(Beginning of Source material)

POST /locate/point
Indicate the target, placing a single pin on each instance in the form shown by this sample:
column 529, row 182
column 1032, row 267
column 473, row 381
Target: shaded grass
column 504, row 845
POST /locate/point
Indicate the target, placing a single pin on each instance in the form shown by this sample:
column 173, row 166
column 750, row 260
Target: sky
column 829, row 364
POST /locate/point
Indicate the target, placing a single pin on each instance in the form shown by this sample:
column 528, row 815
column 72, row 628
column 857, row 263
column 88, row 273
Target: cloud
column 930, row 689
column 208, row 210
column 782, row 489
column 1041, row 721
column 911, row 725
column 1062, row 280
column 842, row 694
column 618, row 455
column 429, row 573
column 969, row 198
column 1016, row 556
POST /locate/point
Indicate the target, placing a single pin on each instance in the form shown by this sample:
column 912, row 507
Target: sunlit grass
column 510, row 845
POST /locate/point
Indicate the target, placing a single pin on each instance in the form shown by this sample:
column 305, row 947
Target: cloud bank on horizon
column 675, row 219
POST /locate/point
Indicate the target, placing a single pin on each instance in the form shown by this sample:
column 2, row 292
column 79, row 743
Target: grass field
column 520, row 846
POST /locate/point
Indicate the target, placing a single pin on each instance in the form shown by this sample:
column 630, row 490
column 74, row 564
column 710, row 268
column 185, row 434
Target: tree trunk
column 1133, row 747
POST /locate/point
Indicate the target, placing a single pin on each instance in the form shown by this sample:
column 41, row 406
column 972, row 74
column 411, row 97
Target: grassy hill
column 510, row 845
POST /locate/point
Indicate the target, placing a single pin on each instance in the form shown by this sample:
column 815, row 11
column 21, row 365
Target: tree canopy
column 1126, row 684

(End of Source material)

▸ **Required work**:
Without skipping a line, retype the full listing.

▸ **Written response**:
POST /locate/point
Indicate the target, placing a single pin on each instance in the form shown by this sample:
column 529, row 182
column 1032, row 267
column 473, row 381
Target: shaded grass
column 504, row 845
POST /locate/point
Indicate the target, placing a single pin on each instance in the form shown by this sample:
column 173, row 166
column 750, row 260
Target: sky
column 829, row 364
POST /locate/point
Indicate the target, placing a single pin on each instance in the form shown by this sample:
column 528, row 815
column 72, row 628
column 857, row 263
column 88, row 273
Target: cloud
column 930, row 689
column 208, row 210
column 782, row 489
column 1041, row 721
column 911, row 725
column 1062, row 280
column 842, row 694
column 618, row 455
column 429, row 573
column 969, row 198
column 1016, row 556
POST /locate/point
Indicate the target, placing a single pin on each instance in the form shown by this sample:
column 912, row 507
Target: sunlit grass
column 510, row 845
POST /locate/point
Indicate the target, placing a single pin on each instance in the form shown by this sample:
column 305, row 947
Target: cloud bank on horizon
column 675, row 219
POST /locate/point
Indicate the target, placing a single pin on each instance in the form shown by this sample:
column 2, row 292
column 79, row 743
Target: grass field
column 520, row 846
POST /locate/point
Indicate the target, placing a single pin on each instance in the form shown by this sample:
column 630, row 490
column 74, row 564
column 710, row 268
column 185, row 434
Target: tree trunk
column 1133, row 747
POST /locate/point
Indicate the target, placing a single pin on each instance in the form shown by this sample:
column 41, row 406
column 972, row 74
column 411, row 97
Target: grassy hill
column 510, row 845
POST /locate/point
Indicate the target, placing a single pin on each instance in the form shown by this sample:
column 815, row 11
column 21, row 365
Target: tree canopy
column 1126, row 684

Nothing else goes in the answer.